[EXERCISE GOAL] Below are records to write out exactly; drop the pictures when you do.

━━ RECORD SET

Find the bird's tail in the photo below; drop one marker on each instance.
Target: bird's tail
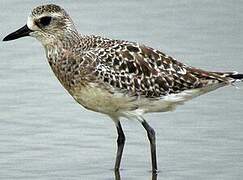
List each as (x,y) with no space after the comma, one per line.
(234,76)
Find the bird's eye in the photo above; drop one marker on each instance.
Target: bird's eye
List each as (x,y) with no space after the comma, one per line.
(45,21)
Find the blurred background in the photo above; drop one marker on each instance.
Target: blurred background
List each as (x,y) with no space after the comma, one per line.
(45,134)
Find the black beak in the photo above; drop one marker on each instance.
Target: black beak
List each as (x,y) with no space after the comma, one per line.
(24,31)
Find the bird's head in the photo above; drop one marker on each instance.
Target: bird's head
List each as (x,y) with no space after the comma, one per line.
(46,23)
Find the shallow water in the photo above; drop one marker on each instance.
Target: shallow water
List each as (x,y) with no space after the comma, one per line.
(44,134)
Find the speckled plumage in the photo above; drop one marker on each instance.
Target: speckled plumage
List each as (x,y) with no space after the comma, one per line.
(115,77)
(121,70)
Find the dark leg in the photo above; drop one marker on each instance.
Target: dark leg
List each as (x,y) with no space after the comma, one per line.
(120,145)
(151,137)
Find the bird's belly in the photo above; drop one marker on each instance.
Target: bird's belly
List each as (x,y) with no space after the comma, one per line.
(103,101)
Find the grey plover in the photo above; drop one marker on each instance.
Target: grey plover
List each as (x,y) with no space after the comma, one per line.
(115,77)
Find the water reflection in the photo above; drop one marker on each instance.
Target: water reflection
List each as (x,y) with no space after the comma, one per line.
(118,176)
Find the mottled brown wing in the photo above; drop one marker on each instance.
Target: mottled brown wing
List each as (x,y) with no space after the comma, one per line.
(141,70)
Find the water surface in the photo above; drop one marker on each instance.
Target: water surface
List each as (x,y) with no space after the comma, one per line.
(44,134)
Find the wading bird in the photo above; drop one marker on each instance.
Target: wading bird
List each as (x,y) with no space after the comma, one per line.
(115,77)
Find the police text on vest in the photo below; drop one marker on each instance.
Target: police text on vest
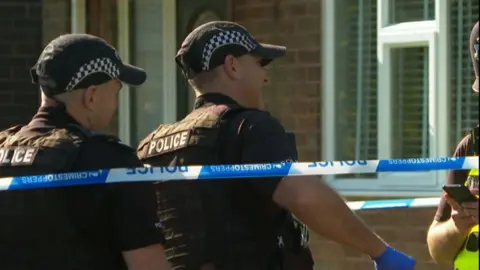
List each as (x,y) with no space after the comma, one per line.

━━━━

[EXERCISE OUTPUT]
Find the bird's tail in the photo below; drop one marker on each instance.
Target: bird's tail
List each as (x,y) with no space after the comma, one per line.
(234,76)
Find the bird's eye in the photo above; drop one marker on each instance.
Target: bird's eye
List each as (x,y) with no space after the comma, one per line.
(45,21)
Find the blurred background in the photo above; drop one marker on each instance.
Target: blurred background
List each as (x,y) with no space after the comma, one per line.
(45,134)
Find the black beak in the photo above; drop one marker on each instance.
Target: black beak
List each as (x,y) with no space after the comma, one per line.
(24,31)
Find the bird's head in the photo above; drop one marker on each instance.
Target: bird's head
List each as (x,y) with no space after the comma, one per line.
(46,23)
Find the shallow water in the photo above; drop one marker on each instance.
Target: shallow water
List each as (x,y) with no space after the comma, one per line.
(44,134)
Find the speckled plumage in the photo above; drop one marker on each instance.
Target: speckled plumage
List each as (x,y) with no space after the comma, one per line.
(115,77)
(121,70)
Find the dark leg in the photo above; drop one marker on each instance.
Target: dark leg
List each as (x,y) with no space after the comma, one per line.
(120,145)
(151,137)
Find the bird's belly in the photo above; drop one marker on each instance.
Target: bird's belly
List each as (x,y) with no space after the comma, one per line.
(103,101)
Find the grey plover in the photo above; drop one marker on each instance.
Target: grey plover
List each as (x,y) with no space after the comma, one per line.
(115,77)
Find the water reflection in the photo above; drop one marker on each instance.
Target: water reflection
List each as (x,y) with no space after the comma, one per line.
(118,176)
Find the mottled brown wing in the photo above; drop one marker on each instance.
Target: mottled brown wing
List each as (x,y) with no space after the comma, one per line.
(141,70)
Find the water surface in the photo above; drop one marker on each instance.
Target: water surface
List each as (x,y) with no space after the comma, one per line.
(44,134)
Find the wading bird in the photo above; drop one marker on each instance.
Target: wading bird
List each as (x,y) with no space after the comma, one per line.
(115,77)
Find the police text on vest in the photo below; drop one marker on each instance.
Target: police text on vest
List each as (x,y) with no space after the comma, one per line.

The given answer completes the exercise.